Rows =
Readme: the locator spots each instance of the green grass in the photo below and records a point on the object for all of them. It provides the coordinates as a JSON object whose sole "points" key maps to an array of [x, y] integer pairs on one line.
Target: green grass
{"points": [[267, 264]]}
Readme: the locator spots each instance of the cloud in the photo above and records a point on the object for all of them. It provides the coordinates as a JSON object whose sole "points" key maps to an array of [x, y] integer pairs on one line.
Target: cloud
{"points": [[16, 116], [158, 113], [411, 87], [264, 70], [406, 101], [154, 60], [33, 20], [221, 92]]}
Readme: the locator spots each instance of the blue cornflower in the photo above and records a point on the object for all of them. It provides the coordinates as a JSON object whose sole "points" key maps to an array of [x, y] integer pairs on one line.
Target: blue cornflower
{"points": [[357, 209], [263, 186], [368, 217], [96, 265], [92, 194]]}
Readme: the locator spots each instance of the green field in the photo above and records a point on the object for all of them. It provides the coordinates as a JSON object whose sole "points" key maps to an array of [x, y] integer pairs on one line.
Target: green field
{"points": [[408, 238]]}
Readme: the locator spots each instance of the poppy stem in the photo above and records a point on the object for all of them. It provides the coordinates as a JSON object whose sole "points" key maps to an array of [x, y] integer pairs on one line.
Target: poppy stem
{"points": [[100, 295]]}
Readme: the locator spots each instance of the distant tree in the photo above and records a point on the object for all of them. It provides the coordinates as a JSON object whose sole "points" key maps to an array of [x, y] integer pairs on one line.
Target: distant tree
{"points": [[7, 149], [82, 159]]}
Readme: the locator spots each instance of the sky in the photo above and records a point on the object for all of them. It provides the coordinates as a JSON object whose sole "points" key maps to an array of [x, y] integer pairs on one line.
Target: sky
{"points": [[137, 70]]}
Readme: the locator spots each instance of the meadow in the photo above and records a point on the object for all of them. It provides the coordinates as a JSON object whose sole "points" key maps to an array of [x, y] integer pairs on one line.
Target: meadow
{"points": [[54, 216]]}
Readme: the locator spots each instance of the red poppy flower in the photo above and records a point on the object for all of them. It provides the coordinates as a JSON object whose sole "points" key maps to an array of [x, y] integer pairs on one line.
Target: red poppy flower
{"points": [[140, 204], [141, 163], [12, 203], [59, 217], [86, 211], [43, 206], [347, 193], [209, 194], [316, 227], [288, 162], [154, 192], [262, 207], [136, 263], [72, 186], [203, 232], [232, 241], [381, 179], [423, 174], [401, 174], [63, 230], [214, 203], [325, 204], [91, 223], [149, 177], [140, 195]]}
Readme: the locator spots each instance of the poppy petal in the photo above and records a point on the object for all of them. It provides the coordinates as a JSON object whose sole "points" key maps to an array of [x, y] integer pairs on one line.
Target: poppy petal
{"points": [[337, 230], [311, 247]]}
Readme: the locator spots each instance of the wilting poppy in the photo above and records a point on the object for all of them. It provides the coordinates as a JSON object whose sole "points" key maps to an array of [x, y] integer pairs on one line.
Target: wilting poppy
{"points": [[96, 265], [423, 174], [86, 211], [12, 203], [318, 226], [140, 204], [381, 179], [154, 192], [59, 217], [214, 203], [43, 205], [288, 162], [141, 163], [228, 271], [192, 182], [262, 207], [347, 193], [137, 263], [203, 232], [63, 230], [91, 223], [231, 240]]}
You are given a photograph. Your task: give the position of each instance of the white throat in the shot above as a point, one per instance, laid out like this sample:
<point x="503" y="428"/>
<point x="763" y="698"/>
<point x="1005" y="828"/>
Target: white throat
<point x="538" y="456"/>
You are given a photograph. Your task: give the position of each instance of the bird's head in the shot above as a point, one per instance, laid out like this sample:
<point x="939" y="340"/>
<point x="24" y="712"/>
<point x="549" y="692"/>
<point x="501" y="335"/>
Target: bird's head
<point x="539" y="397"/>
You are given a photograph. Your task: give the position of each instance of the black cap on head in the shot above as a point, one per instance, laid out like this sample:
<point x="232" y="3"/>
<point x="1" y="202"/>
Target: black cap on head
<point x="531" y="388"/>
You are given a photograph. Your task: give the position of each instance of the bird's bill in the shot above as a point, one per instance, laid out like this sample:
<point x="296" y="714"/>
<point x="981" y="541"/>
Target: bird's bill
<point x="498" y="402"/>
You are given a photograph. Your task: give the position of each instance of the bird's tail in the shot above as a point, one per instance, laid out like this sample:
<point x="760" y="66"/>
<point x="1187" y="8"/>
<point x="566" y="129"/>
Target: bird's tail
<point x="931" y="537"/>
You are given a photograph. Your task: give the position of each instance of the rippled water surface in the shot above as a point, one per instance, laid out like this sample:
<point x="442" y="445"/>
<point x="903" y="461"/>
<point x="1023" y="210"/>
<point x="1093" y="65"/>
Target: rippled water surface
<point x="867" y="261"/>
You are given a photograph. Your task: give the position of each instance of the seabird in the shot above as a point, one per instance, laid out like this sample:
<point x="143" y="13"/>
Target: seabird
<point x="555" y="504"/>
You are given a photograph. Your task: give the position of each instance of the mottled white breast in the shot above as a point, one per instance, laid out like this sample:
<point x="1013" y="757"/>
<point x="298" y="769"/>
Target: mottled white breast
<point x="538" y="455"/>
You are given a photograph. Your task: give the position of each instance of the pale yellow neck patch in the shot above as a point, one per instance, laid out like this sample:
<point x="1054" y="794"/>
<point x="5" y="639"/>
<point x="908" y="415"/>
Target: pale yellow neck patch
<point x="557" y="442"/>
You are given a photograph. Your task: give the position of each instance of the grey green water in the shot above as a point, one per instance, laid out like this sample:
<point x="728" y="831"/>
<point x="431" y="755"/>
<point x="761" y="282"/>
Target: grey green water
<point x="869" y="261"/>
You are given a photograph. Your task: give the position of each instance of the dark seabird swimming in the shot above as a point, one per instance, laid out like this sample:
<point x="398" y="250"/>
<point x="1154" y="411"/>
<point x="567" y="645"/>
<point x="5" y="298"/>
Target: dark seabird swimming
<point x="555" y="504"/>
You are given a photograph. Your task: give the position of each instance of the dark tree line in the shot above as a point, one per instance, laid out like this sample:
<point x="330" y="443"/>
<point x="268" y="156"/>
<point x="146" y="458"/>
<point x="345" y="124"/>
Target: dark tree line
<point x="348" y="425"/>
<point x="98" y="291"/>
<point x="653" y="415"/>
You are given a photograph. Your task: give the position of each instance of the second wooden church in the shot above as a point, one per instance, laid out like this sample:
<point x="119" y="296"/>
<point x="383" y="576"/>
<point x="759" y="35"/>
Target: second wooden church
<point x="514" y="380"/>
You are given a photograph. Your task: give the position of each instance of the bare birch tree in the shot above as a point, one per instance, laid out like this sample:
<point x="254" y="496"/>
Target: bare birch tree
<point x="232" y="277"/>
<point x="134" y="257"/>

Goal =
Present every line from the one containing "the dark tree" through the last line of the entries, both included, as a Markdown table with the columns Row and Line. Number each row and leave out blank lines.

Exercise solution =
| Row | Line |
|---|---|
| 1 | You are given a photograph. Your task: give the position of each instance of the dark tree line in the shot above as a point, one per instance, laid out like this sample: |
| 2 | <point x="330" y="443"/> |
| 3 | <point x="268" y="156"/> |
| 4 | <point x="146" y="458"/> |
| 5 | <point x="345" y="124"/> |
| 6 | Target: dark tree line |
| 7 | <point x="348" y="425"/> |
| 8 | <point x="98" y="291"/> |
| 9 | <point x="653" y="415"/> |
| 10 | You are given a photograph. Your task: give the position of each instance of the second wooden church in the shot above as a point, one per instance, laid out like this sample: |
| 11 | <point x="119" y="296"/> |
| 12 | <point x="383" y="576"/> |
| 13 | <point x="759" y="35"/> |
| 14 | Target: second wooden church |
| 15 | <point x="514" y="380"/> |
| 16 | You are given a photograph. Your task: give the position of each instance of the bare birch tree in the shot above as a point, one per instance, laid out like this sample: |
| 17 | <point x="254" y="496"/> |
| 18 | Target: bare birch tree |
| 19 | <point x="232" y="277"/> |
| 20 | <point x="134" y="257"/> |